*Aim of the exercise*
What are the lines, written out exactly, from the one containing "pair like [339,804]." to the end of the entries below? Include both ends and nothing more.

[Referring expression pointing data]

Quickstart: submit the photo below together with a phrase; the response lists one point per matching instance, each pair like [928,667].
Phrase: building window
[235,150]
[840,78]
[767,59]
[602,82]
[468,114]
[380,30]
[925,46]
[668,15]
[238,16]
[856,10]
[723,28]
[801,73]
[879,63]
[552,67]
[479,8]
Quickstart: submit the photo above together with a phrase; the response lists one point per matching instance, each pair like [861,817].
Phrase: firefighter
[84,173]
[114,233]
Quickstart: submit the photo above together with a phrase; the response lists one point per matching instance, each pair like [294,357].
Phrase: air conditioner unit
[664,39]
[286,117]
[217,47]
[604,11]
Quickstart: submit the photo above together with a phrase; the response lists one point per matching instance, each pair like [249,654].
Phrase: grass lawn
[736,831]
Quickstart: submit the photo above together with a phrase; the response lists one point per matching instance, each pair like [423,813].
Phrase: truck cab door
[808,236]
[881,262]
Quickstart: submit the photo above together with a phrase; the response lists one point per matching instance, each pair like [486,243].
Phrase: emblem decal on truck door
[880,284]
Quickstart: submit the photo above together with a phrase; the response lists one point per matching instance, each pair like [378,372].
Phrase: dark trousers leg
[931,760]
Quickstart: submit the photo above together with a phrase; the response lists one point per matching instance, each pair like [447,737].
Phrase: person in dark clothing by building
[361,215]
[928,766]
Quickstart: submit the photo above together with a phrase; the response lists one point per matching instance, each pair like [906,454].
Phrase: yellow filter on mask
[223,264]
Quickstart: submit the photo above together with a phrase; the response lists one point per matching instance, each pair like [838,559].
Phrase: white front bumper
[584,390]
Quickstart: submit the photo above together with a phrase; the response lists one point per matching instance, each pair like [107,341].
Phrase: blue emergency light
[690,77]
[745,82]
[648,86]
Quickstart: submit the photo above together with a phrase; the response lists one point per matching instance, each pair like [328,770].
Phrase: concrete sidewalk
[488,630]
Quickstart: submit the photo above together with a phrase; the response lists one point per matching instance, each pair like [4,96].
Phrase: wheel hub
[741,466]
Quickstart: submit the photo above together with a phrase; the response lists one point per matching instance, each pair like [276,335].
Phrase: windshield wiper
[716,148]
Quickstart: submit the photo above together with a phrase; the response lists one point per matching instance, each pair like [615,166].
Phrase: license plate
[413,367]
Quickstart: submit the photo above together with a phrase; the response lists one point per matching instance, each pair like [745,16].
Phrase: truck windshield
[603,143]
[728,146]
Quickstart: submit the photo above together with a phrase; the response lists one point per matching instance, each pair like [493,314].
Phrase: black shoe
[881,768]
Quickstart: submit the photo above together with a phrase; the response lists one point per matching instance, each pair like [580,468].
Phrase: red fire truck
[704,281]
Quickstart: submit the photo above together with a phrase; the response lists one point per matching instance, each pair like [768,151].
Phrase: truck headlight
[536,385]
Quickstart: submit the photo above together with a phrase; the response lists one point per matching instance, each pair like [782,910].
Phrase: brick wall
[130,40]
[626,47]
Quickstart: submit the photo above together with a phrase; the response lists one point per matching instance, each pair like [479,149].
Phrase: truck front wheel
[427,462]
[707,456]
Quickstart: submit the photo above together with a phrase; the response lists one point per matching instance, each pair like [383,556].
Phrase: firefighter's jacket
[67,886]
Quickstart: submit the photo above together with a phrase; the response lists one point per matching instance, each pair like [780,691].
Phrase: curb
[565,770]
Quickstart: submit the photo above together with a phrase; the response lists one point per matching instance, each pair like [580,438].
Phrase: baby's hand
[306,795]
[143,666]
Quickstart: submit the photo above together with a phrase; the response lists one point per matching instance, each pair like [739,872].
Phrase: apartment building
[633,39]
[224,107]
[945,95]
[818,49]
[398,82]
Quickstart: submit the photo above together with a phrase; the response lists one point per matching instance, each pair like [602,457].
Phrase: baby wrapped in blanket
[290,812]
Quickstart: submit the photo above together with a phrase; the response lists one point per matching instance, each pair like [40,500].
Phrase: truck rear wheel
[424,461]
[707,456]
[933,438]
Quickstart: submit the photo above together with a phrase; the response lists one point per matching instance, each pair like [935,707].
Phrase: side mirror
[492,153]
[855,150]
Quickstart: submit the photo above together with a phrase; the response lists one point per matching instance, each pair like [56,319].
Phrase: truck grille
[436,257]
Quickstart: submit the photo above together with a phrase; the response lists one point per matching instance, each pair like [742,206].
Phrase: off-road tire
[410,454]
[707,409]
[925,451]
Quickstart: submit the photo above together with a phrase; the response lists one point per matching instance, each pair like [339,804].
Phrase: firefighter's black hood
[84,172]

*Written solution*
Quickstart: submit the photo above together with a phrase; the response lists one point per matching instance, each pair like [339,804].
Phrase: firefighter's black hood
[84,172]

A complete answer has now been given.